[Saved entries]
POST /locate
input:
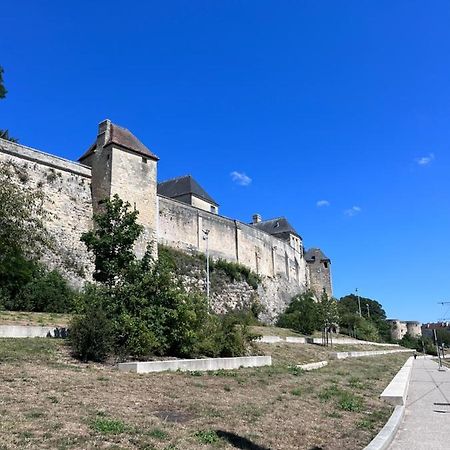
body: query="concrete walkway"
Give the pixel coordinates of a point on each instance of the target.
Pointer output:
(426, 423)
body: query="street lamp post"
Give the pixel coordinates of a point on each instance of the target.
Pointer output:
(206, 238)
(359, 303)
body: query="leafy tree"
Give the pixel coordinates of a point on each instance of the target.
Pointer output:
(25, 284)
(301, 315)
(348, 309)
(4, 134)
(146, 308)
(112, 240)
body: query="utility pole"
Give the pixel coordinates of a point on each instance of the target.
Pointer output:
(359, 303)
(206, 238)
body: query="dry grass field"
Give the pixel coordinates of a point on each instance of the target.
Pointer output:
(50, 401)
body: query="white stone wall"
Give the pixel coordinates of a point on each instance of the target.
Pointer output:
(181, 226)
(133, 178)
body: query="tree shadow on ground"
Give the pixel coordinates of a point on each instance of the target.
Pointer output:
(243, 443)
(239, 442)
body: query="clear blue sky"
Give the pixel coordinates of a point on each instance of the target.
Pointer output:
(346, 103)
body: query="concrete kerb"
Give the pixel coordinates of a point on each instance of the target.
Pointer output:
(26, 331)
(313, 366)
(396, 391)
(385, 437)
(344, 355)
(205, 364)
(395, 394)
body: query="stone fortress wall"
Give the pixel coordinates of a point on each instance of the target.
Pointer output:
(400, 327)
(73, 192)
(181, 226)
(67, 189)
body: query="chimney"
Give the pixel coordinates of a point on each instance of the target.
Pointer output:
(104, 133)
(256, 218)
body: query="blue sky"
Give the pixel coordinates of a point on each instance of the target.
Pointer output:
(345, 103)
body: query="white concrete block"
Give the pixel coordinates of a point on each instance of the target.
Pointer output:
(196, 364)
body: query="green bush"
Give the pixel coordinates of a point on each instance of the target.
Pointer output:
(91, 333)
(301, 315)
(26, 285)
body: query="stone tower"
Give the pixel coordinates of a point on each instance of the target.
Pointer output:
(319, 271)
(122, 165)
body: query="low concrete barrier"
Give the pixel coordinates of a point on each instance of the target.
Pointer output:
(396, 390)
(310, 340)
(270, 339)
(24, 331)
(196, 364)
(295, 340)
(384, 438)
(312, 366)
(344, 355)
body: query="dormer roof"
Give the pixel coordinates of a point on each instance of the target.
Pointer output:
(176, 187)
(315, 254)
(276, 226)
(123, 138)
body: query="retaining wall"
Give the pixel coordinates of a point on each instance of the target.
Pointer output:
(196, 364)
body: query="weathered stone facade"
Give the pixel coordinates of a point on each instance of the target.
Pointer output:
(117, 163)
(399, 328)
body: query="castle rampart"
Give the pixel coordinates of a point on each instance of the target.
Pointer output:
(118, 163)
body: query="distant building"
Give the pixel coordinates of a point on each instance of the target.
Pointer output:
(427, 328)
(399, 328)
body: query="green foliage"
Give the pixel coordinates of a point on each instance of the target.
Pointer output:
(142, 305)
(25, 284)
(328, 312)
(46, 292)
(301, 315)
(3, 91)
(91, 335)
(420, 344)
(112, 240)
(236, 272)
(371, 326)
(207, 436)
(22, 230)
(108, 426)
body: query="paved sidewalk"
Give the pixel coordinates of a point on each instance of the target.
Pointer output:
(426, 423)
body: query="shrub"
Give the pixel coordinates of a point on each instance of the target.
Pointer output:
(301, 315)
(91, 334)
(47, 292)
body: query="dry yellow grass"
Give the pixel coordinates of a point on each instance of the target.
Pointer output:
(51, 401)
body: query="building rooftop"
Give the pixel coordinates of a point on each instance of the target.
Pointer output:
(176, 187)
(315, 254)
(276, 226)
(123, 138)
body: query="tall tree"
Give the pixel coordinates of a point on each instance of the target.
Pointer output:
(4, 134)
(112, 240)
(3, 91)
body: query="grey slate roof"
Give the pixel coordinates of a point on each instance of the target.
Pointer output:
(124, 138)
(315, 254)
(276, 226)
(179, 186)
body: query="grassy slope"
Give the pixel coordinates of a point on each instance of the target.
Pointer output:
(51, 401)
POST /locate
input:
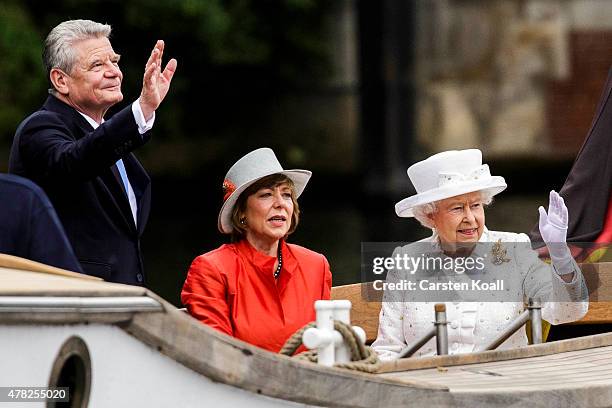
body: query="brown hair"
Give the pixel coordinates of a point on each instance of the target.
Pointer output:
(238, 229)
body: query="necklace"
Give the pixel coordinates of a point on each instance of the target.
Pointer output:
(279, 256)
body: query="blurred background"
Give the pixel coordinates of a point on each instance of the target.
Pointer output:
(355, 91)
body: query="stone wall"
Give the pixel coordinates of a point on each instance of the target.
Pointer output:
(517, 78)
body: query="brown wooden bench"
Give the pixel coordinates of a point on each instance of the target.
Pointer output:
(366, 301)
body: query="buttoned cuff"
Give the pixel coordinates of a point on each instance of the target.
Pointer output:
(143, 125)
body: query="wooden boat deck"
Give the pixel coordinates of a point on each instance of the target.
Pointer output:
(567, 373)
(573, 369)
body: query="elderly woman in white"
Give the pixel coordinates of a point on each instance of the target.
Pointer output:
(452, 189)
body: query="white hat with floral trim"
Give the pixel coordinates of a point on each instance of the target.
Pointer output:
(448, 174)
(251, 167)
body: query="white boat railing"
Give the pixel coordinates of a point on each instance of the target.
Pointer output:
(42, 304)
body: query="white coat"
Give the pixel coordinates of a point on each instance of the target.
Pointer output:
(474, 324)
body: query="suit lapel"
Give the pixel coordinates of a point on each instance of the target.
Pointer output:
(110, 179)
(141, 184)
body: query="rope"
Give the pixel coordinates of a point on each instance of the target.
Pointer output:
(363, 358)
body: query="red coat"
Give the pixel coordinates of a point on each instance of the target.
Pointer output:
(233, 290)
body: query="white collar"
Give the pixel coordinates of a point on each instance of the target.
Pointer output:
(89, 120)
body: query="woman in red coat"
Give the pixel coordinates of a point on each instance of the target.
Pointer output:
(259, 288)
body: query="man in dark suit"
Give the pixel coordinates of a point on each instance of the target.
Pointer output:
(29, 225)
(84, 163)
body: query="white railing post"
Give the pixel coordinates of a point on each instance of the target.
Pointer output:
(329, 343)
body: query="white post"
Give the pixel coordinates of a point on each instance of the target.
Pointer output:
(329, 343)
(323, 336)
(342, 312)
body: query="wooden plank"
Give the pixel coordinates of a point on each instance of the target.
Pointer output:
(367, 302)
(15, 262)
(562, 346)
(365, 306)
(14, 282)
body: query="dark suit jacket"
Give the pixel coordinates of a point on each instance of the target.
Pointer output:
(57, 149)
(29, 225)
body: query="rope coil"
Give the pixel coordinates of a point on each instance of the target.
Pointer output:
(363, 358)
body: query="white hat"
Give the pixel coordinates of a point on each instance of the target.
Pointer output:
(246, 171)
(446, 175)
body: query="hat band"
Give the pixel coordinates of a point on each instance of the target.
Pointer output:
(228, 189)
(452, 178)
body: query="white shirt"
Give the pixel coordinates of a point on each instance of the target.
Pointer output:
(143, 127)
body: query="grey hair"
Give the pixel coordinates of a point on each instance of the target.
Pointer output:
(59, 51)
(423, 211)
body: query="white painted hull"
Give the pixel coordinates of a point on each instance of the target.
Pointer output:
(125, 372)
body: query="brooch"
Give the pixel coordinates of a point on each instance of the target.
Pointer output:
(499, 253)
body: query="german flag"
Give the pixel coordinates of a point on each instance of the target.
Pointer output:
(587, 191)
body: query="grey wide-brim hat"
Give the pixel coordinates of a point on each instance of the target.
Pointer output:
(252, 167)
(448, 174)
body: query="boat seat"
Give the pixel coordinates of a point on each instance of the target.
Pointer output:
(366, 301)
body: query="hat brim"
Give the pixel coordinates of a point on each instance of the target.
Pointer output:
(493, 185)
(299, 177)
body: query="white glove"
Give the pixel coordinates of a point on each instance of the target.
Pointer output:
(553, 229)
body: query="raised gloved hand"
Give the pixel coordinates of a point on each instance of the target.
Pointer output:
(553, 228)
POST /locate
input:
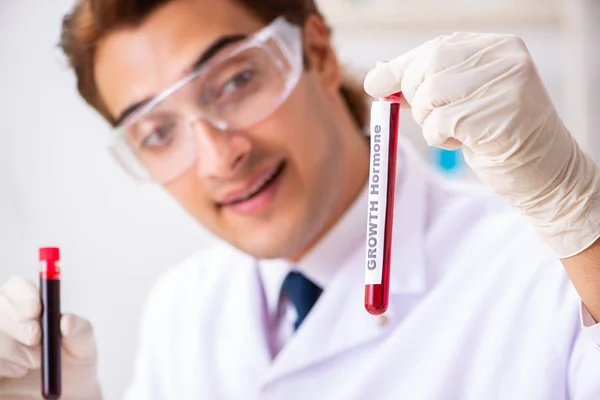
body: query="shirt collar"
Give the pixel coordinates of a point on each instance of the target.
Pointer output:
(349, 236)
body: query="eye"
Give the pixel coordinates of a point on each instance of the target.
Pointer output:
(158, 136)
(238, 82)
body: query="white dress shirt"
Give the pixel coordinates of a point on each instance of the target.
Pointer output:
(479, 309)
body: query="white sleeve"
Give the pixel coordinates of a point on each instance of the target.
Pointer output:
(146, 378)
(584, 368)
(590, 327)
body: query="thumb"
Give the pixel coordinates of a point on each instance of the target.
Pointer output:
(386, 79)
(78, 337)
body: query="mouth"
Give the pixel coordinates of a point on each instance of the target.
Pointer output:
(258, 195)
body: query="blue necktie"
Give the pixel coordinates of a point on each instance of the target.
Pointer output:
(302, 293)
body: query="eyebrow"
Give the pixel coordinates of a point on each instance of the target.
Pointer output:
(206, 56)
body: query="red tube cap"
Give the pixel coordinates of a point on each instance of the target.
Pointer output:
(49, 254)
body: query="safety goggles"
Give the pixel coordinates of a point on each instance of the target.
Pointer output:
(233, 91)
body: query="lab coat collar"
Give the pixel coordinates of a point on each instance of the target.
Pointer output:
(338, 321)
(326, 259)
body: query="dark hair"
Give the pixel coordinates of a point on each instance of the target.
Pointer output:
(91, 20)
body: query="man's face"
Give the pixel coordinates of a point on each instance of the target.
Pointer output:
(269, 190)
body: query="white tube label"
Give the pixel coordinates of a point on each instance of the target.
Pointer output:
(378, 182)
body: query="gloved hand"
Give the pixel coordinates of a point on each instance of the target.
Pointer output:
(483, 92)
(20, 350)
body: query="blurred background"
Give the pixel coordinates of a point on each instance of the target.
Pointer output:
(59, 187)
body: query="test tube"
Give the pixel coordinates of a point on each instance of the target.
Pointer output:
(385, 119)
(50, 322)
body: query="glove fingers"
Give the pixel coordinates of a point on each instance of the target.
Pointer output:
(386, 79)
(78, 337)
(439, 127)
(19, 312)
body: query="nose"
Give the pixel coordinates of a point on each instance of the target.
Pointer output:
(220, 154)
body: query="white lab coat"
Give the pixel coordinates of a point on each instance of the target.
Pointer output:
(479, 309)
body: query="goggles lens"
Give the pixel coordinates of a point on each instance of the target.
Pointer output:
(233, 92)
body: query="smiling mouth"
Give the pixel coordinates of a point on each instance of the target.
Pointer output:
(257, 189)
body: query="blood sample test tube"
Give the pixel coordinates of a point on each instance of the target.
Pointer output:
(50, 322)
(385, 118)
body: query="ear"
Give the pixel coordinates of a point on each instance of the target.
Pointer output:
(320, 54)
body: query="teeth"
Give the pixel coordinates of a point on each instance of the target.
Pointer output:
(259, 186)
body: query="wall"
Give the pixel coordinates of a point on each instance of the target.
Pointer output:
(58, 186)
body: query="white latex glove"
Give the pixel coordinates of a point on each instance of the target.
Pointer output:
(20, 350)
(483, 92)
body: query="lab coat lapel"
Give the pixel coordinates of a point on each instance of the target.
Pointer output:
(241, 338)
(339, 322)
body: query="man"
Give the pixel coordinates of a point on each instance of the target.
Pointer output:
(239, 110)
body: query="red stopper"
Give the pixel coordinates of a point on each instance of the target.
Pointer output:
(49, 254)
(49, 263)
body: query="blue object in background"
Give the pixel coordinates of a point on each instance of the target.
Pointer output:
(448, 161)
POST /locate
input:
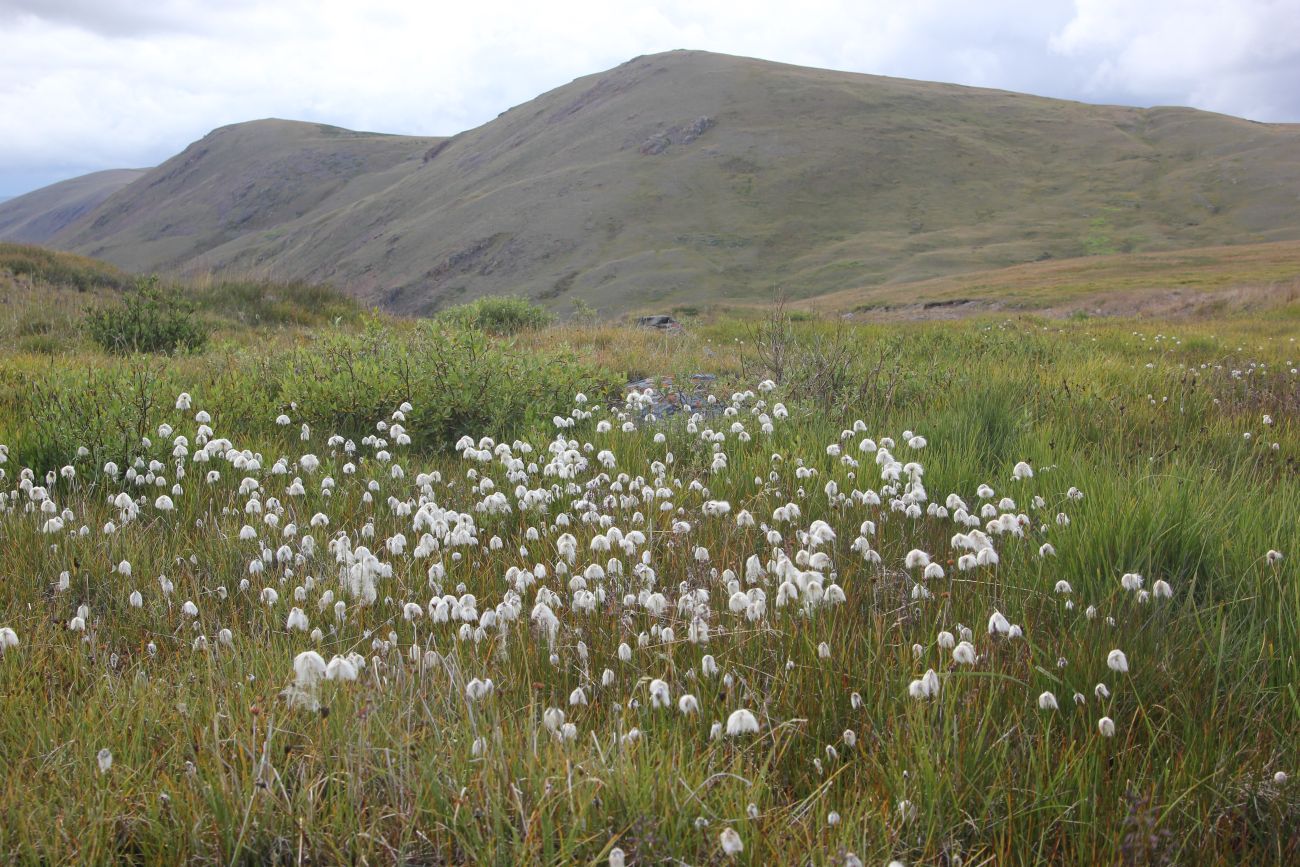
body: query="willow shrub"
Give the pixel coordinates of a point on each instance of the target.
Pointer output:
(458, 380)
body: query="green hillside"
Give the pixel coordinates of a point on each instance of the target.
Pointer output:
(693, 177)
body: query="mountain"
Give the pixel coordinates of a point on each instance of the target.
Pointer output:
(690, 176)
(250, 178)
(40, 215)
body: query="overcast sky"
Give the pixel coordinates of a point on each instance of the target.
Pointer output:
(90, 85)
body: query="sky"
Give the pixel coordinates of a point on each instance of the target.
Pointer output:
(89, 85)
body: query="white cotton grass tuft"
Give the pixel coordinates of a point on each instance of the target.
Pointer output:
(308, 668)
(1117, 660)
(741, 722)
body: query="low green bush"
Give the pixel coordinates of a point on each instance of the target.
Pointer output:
(151, 317)
(456, 378)
(501, 315)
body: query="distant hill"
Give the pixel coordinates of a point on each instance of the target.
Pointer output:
(39, 216)
(694, 177)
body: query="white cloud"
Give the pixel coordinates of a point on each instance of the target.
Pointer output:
(1240, 57)
(100, 83)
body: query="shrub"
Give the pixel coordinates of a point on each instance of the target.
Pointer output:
(60, 269)
(458, 380)
(260, 302)
(501, 315)
(150, 319)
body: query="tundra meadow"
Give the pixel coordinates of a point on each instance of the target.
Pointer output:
(1001, 590)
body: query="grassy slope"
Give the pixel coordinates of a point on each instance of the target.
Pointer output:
(40, 215)
(239, 178)
(1199, 280)
(809, 181)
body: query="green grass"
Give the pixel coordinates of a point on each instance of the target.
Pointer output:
(209, 763)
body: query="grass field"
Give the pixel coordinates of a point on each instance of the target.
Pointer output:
(393, 592)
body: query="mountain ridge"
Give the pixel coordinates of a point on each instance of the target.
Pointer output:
(694, 176)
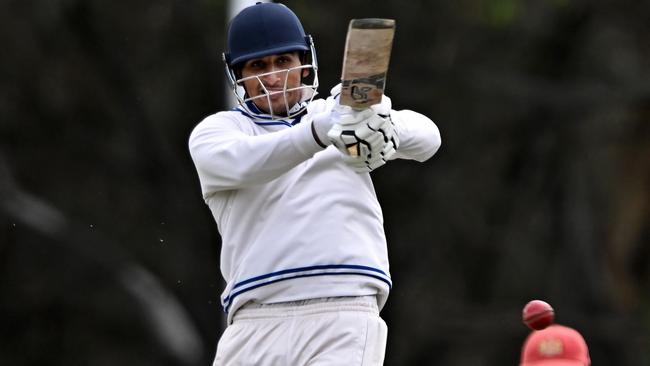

▶ [Directions for this task]
Say how many lines above contain "gloved", and give no words besides the number.

▶ [Exercise output]
2